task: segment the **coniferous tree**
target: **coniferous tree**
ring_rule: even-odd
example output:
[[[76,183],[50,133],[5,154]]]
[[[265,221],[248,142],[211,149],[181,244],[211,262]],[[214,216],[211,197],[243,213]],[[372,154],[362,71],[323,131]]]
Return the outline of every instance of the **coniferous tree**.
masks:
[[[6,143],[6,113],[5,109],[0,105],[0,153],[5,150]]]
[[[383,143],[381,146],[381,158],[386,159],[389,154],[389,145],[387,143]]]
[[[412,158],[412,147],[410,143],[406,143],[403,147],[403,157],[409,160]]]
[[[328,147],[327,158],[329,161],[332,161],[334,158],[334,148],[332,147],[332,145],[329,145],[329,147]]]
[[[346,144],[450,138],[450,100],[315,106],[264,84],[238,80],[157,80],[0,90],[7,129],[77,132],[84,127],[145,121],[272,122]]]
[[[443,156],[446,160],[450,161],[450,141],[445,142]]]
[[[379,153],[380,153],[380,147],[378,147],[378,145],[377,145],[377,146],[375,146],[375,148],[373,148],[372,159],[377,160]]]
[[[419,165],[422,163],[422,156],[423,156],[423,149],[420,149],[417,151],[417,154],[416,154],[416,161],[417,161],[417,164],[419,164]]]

◆ **WORK INSTRUCTION**:
Reproduce all records exactly, without omissions.

◆ **TASK OUTPUT**:
task: segment the **coniferous tree**
target: **coniferous tree**
ring_rule: even-odd
example output:
[[[76,183],[50,133],[5,154]]]
[[[265,221],[248,142],[211,149],[181,244],[211,262]],[[214,216],[211,197],[243,213]],[[372,154],[362,71],[323,131]]]
Return the outline of every instance of the **coniferous tree**.
masks:
[[[6,143],[6,113],[5,109],[0,105],[0,153],[5,150]]]
[[[383,143],[381,146],[381,158],[386,159],[389,154],[389,145],[387,143]]]
[[[412,158],[412,147],[410,143],[406,143],[403,147],[403,157],[409,160]]]
[[[328,147],[327,158],[329,161],[332,161],[334,158],[334,148],[332,147],[332,145],[329,145],[329,147]]]
[[[346,144],[450,138],[450,100],[315,106],[264,84],[238,80],[157,80],[0,90],[7,129],[77,132],[84,127],[145,121],[272,122]]]
[[[443,156],[446,160],[450,161],[450,141],[445,142]]]
[[[379,153],[380,153],[380,147],[378,147],[378,145],[377,145],[377,146],[375,146],[375,148],[373,148],[372,159],[377,160]]]
[[[419,165],[422,163],[422,156],[423,156],[423,149],[420,149],[417,151],[417,154],[416,154],[416,161],[417,161],[417,164],[419,164]]]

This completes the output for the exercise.